**Given exercise 1:** Translate this sentence from the warning below into French: "An order restricting publication in this proceeding under ss. 486.4(1), (2), (2.1), (2.2), (3) or (4) or 486.6(1) or (2) of the Criminal Code shall continue."
**Given exercise 2:** Extract each line of the records below in which the word "ground" appears.

**Given passage:**
WARNING
The President of the panel hearing this appeal directs that the following should be attached to the file:
An order restricting publication in this proceeding under ss. 486.4(1), (2), (2.1), (2.2), (3) or (4) or 486.6(1) or (2) of the Criminal Code shall continue. These sections of the Criminal Code provide:
486.4(1) Subject to subsection (2), the presiding judge or justice may make an order directing that any information that could identify the victim or a witness shall not be published in any document or broadcast or transmitted in any way, in proceedings in respect of
(a) any of the following offences;
(i) an offence under section 151, 152, 153, 153.1, 155, 159, 160, 162, 163.1, 170, 171, 171.1, 172, 172.1, 172.2, 173, 210, 211, 213, 271, 272, 273, 279.01, 279.011, 279.02, 279.03, 280, 281, 286.1, 286.2, 286.3, 346 or 347, or
(ii) any offence under this Act, as it read at any time before the day on which this subparagraph comes into force, if the conduct alleged involves a violation of the complainant's sexual integrity and that conduct would be an offence referred to in subparagraph (i) if it occurred on or after that day; or
(iii) REPEALED: S.C. 2014, c. 25, s. 22(2), effective December 6, 2014 (Act, s. 49).
(b) two or more offences being dealt with in the same proceeding, at least one of which is an offence referred to in paragraph (a).
486.4(2) In proceedings in respect of the offences referred to in paragraph (1)(a) or (b), the presiding judge or justice shall
(a) at the first reasonable opportunity, inform any witness under the age of eighteen years and the victim of the right to make an application for the order; and
(b) on application made by the victim, the prosecutor or any such witness, make the order.
486.4(2.1) Subject to subsection (2.2), in proceedings in respect of an offence other than an offence referred to in subsection (1), if the victim is under the age of 18 years, the presiding judge or justice may make an order directing that any information that could identify the victim shall not be published in any document or broadcast or transmitted in any way.
486.4(2.2) In proceedings in respect of an offence other than an offence referred to in subsection (1), if the victim is under the age of 18 years, the presiding judge or justice shall
(a) as soon as feasible, inform the victim of their right to make an application for the order; and
(b) on application of the victim or the prosecutor, make the order.

**Recorded data:**
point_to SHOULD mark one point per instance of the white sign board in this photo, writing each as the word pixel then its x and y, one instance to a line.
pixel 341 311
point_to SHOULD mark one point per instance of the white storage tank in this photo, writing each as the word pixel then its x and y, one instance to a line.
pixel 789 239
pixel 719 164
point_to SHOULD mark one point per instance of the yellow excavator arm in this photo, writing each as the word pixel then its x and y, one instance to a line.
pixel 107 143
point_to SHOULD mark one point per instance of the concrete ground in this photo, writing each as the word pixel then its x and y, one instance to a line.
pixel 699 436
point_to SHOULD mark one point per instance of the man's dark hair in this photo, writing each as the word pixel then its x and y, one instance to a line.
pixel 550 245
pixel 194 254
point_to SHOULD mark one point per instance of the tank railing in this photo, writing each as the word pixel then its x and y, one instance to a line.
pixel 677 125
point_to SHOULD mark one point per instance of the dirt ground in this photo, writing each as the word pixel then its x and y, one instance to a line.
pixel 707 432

**Full response 1:** Une ordonnance limitant la publication dans la présente instance en vertu des par. 486.4(1), (2), (2.1), (2.2), (3) ou (4) ou 486.6(1) ou (2) du Code criminel demeure en vigueur.

**Full response 2:**
point_to SHOULD mark one point per instance of the concrete ground in this photo, writing each as the word pixel then its x and y, one instance to a line.
point_to SHOULD mark one point per instance of the dirt ground in this photo, writing each as the word pixel then its x and y, one instance to a line.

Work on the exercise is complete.